#### DESCRIPTION OF THE TASK
Filter the listing below, keeping every line that holds "dark".

━━━━━━━━

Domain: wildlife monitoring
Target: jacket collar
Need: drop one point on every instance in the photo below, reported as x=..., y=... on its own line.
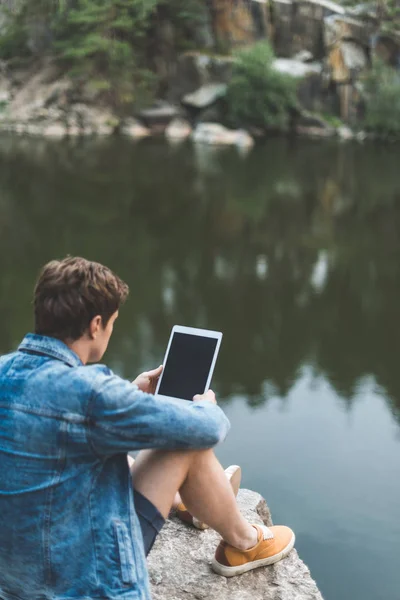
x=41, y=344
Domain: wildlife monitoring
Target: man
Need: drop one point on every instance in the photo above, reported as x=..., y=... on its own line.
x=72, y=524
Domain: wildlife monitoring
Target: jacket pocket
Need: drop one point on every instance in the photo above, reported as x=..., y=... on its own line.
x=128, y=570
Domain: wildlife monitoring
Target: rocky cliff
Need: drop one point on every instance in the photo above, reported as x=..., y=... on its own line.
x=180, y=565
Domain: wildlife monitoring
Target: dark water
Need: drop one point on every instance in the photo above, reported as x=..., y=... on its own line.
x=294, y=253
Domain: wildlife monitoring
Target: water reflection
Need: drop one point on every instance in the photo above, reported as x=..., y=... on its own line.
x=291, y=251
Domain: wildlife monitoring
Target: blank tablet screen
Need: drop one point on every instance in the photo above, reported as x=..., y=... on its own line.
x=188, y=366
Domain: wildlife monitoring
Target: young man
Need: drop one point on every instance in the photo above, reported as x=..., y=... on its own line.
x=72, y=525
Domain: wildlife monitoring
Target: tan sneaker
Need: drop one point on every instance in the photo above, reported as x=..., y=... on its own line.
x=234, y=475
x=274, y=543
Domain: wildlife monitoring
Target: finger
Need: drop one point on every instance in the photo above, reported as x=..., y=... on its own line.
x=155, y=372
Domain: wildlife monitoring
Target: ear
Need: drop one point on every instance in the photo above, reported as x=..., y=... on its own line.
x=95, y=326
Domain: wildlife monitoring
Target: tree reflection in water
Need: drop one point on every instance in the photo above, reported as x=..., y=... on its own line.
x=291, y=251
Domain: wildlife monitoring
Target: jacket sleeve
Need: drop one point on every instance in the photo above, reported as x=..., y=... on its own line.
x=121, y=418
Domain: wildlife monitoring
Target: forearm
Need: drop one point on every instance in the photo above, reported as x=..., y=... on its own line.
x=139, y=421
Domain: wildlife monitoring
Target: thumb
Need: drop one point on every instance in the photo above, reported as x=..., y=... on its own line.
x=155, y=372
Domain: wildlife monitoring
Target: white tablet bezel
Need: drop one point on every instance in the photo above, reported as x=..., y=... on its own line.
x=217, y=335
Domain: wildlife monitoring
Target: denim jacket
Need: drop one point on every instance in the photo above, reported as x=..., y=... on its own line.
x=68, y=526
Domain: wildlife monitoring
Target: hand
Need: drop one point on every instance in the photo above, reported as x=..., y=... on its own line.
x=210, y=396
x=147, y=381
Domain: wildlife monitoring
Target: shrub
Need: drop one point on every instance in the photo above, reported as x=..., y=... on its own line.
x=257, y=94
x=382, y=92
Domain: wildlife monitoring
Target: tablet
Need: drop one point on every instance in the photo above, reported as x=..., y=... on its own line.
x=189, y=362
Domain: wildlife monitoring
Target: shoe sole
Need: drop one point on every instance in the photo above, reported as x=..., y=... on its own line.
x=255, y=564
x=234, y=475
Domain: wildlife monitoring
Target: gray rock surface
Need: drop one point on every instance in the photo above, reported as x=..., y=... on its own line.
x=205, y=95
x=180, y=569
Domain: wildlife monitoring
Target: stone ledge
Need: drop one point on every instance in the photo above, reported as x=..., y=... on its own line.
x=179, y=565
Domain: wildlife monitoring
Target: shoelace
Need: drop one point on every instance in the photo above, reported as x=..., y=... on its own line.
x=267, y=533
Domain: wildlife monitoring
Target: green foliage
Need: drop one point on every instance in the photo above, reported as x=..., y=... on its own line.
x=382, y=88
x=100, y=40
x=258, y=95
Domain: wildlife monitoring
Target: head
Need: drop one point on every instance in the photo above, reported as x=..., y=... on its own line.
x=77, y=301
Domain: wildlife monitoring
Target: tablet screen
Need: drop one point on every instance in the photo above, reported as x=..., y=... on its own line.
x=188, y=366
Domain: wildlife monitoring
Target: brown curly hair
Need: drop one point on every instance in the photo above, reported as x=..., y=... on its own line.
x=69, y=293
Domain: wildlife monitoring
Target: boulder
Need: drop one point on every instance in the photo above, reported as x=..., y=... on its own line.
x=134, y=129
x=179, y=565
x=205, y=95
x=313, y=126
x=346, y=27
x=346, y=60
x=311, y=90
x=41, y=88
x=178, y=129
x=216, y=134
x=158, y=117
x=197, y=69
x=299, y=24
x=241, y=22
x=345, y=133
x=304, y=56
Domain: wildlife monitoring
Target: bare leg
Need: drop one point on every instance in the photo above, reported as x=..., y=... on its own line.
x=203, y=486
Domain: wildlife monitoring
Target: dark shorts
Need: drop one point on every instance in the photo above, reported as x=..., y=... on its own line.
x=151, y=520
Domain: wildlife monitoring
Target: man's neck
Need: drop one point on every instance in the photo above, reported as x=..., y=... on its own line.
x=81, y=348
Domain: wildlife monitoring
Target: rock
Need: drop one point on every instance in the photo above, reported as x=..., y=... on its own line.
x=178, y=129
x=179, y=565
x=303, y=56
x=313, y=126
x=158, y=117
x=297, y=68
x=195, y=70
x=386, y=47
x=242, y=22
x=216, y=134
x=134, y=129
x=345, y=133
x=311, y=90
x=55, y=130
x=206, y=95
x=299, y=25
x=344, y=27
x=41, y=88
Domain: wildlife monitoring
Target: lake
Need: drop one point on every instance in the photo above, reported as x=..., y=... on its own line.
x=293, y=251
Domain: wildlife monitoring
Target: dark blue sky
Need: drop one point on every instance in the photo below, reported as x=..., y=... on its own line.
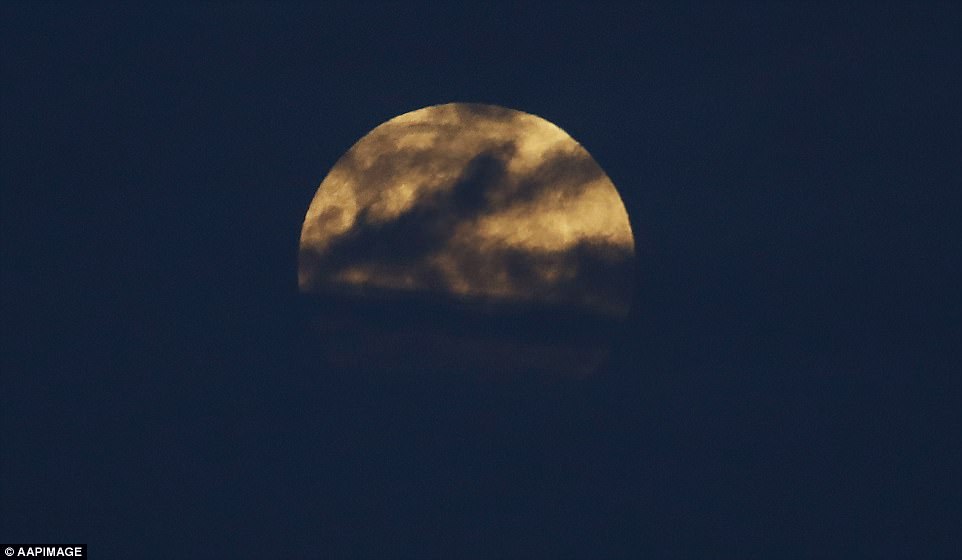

━━━━━━━━

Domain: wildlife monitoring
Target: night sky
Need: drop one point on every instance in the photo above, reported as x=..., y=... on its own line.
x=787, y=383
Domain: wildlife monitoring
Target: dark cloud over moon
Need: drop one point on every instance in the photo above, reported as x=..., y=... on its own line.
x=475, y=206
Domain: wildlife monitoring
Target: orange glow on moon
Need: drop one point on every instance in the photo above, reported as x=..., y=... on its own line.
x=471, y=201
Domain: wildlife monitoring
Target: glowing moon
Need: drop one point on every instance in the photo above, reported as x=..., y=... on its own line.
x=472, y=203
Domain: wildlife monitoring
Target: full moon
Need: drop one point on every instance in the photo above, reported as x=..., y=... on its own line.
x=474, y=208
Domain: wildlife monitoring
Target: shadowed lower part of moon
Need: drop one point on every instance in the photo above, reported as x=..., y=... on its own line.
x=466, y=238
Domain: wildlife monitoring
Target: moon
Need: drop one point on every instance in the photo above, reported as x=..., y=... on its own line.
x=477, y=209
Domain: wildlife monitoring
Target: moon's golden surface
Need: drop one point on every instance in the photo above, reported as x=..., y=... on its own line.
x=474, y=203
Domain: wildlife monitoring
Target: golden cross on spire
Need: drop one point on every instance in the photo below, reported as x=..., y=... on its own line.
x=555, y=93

━━━━━━━━

#### TASK RESPONSE
Target: dark water
Target: dark shorts
Target: dark blue sky
Target: dark cloud over moon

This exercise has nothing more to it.